Request:
All entries are to be given again verbatim.

——

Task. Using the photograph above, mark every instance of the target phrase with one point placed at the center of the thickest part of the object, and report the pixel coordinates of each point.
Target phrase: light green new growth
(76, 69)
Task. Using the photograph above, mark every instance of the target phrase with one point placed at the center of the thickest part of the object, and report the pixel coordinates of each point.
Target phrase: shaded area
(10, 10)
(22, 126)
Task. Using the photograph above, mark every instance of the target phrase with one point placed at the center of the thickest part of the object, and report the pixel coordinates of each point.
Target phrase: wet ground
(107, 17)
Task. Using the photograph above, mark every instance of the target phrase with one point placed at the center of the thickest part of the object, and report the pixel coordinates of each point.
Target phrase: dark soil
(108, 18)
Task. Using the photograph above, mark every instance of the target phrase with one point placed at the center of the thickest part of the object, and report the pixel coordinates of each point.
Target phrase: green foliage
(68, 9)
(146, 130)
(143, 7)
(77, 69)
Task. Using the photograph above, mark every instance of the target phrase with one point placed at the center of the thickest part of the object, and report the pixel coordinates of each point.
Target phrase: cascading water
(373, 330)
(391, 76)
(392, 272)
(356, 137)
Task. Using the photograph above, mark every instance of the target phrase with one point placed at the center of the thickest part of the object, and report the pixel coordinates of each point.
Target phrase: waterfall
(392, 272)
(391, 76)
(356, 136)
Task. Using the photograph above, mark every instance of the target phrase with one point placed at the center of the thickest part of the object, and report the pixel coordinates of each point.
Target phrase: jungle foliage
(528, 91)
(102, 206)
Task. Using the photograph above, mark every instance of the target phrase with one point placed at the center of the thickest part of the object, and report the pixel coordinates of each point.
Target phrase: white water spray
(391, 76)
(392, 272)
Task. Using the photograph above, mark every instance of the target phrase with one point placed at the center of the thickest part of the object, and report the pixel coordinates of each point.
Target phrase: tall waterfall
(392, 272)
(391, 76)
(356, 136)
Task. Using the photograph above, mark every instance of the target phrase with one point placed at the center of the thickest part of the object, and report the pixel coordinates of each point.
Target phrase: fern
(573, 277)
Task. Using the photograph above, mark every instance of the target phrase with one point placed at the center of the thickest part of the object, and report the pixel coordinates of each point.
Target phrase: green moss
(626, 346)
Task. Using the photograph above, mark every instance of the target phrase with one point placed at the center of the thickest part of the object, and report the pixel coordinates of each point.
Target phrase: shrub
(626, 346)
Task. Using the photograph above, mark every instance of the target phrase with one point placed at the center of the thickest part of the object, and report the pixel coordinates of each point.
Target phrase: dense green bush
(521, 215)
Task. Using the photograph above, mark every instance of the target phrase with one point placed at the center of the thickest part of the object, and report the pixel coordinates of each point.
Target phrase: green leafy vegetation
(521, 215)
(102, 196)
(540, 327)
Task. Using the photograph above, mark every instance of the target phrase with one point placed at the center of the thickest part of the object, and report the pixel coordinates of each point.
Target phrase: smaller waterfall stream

——

Full response:
Task. Using the photograph above, mark every instance of the target phrase with one point placed at the center of the thickest part of the object, and report the pixel coordinates of each point.
Target phrase: light green new growth
(76, 69)
Task. Using the photograph above, mark every instance of the target phrase with one point placed at the center of the thickest part of the object, and report the pixel coordinates of each point.
Target phrase: shaded area
(10, 10)
(22, 126)
Task. Using the photograph above, mark every instance of the target phrase with one point placed at the center of the thickest part of the object, and report the pixel coordinates of each point.
Target phrase: wet ground
(107, 17)
Task. Using the photograph above, mark every instance of the target phrase with one point placed at the center of the thickest part of the object, and report the pixel coordinates of each point.
Target phrase: dark soil
(108, 18)
Task. Using the photograph above, mark every instance of the target phrase with one point placed at the center of the thickest part of the object, and report the pixel coordinates of each point.
Target phrase: green foliage
(68, 9)
(146, 130)
(143, 7)
(77, 69)
Task. Using the photograph above, mark every instance of the target phrase with one point placed at the center of the thickest part of the object, and report the pixel coordinates of each point.
Target phrase: cascading water
(373, 330)
(391, 76)
(392, 272)
(356, 137)
Task. Using the photograph above, mark every instance of the target phrase with one point placed at the center of the thickest part of the object, and report the pixel coordinates of each point.
Target phrase: waterfall
(392, 272)
(391, 76)
(356, 136)
Task. Using the photograph above, mark every instance of the target phrase with one point placed at the center of the thickest part of the object, and report the pixel coordinates of each point.
Target phrase: jungle foliage
(528, 91)
(102, 206)
Task. Using the photograph above, mark every instance of the target phrase with one point placed at the center of the thickest part of the object, and report the pixel coordinates of each point.
Target phrase: white water spray
(391, 76)
(392, 272)
Task. Using the photograph above, mark every instance of the target phrase with one point placed at the center of the thickest part of the object, and report the pixel coordinates of each point.
Target phrase: tall waterfall
(392, 272)
(391, 76)
(356, 136)
Task. Using the photograph above, mark every instance of the target phrase with one point placed at the center of the thickest part of the object, and report the pixel coordinates of each point.
Target phrase: fern
(573, 277)
Task. Using the photograph above, mark every instance of the target phrase with one point placed at the center of the thickest part of the object, and report the pixel coordinates of each point.
Target phrase: green moss
(626, 346)
Task. Using the photograph above, mark every instance of the target phrase with one point placed at the center of the thickest part of the object, and report the pixel coordinates of each point.
Target phrase: shrub
(626, 346)
Task. Using the photograph above, mark every instance of the target phrase with one point placed at the center of the thickest part of the object, and report the pixel coordinates of each point.
Target phrase: dense green bush
(521, 215)
Task. Using the photograph above, mark every instance of the target phrase with one point placed at the center of the thickest part of the object, and report the pixel coordinates of each point.
Target phrase: green leafy vegetation
(521, 215)
(102, 196)
(540, 327)
Task. Using the photograph above, mark every instance of the target phrase with one point placed at the center of the thickest part of the object, and report the pixel coordinates of each point.
Target phrase: smaller waterfall stream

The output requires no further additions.